## WHAT NEEDS TO BE DONE
Can you copy the lines of the records below word for word, starting at the line containing "Bonus question: Precisely where does the boat" and ending at the line containing "[948,127,1140,195]", with both of those lines included?

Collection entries
┌──

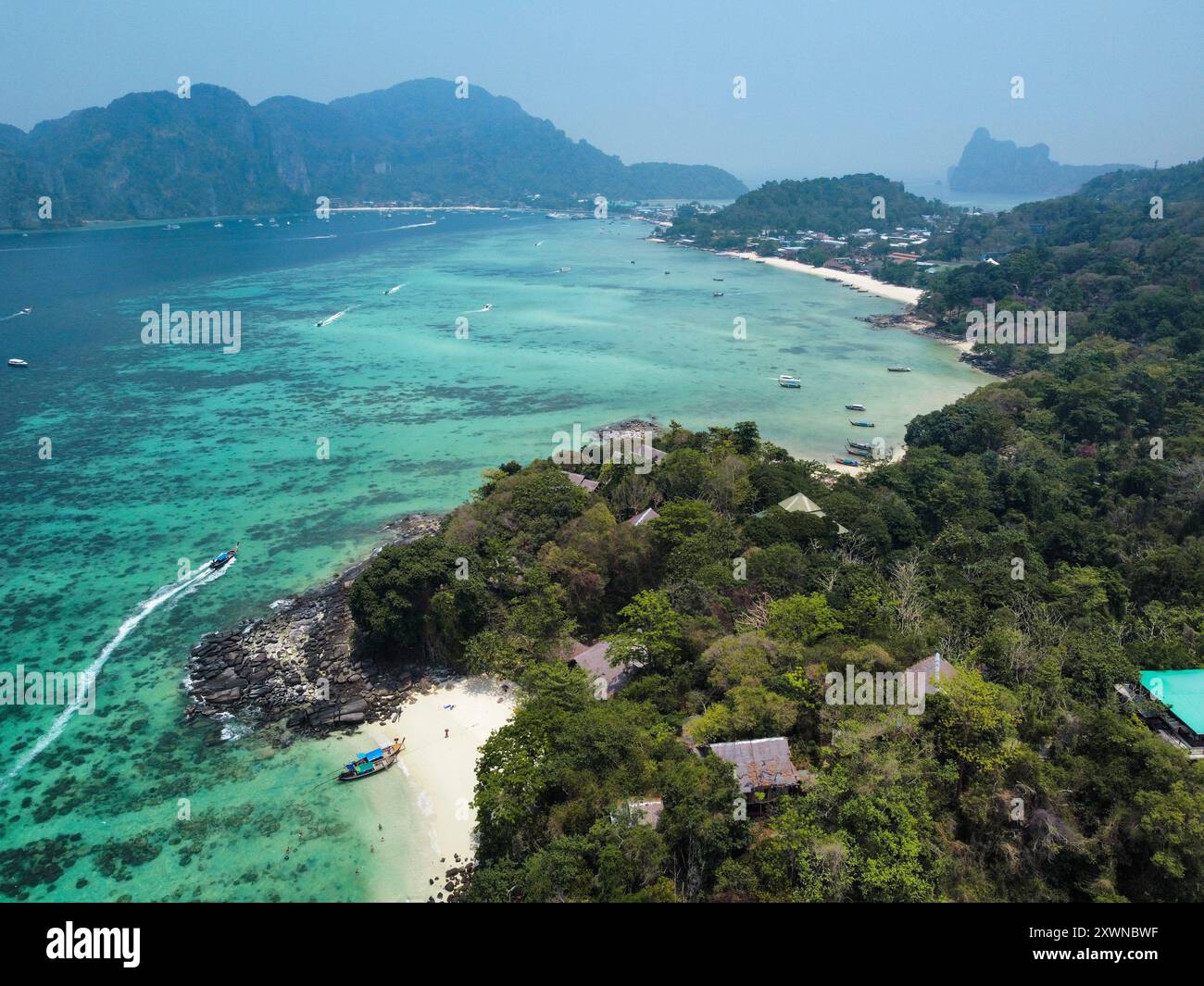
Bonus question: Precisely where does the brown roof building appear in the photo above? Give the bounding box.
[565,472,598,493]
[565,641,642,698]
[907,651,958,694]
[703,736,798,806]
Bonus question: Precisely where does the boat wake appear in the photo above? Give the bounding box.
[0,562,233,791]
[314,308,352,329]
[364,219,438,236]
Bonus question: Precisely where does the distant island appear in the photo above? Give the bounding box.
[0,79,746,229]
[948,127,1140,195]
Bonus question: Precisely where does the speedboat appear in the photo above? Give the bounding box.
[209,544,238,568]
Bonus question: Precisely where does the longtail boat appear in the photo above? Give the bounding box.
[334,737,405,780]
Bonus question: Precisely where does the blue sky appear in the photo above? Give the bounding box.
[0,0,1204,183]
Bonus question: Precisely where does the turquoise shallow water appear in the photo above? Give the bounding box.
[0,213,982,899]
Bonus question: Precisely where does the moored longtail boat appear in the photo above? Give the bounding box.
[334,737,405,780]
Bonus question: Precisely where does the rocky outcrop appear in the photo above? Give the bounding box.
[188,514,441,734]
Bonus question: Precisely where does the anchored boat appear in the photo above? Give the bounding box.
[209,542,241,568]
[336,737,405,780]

└──

## WRITTEN ANSWER
Bonus question: Precisely where does the boat wake appear in the photo above? Give the bounding box.
[0,562,233,791]
[314,308,352,329]
[364,219,438,236]
Bonus question: Precisely where does the distant island appear in the photo above? Give the bounding box.
[0,79,746,229]
[948,127,1140,195]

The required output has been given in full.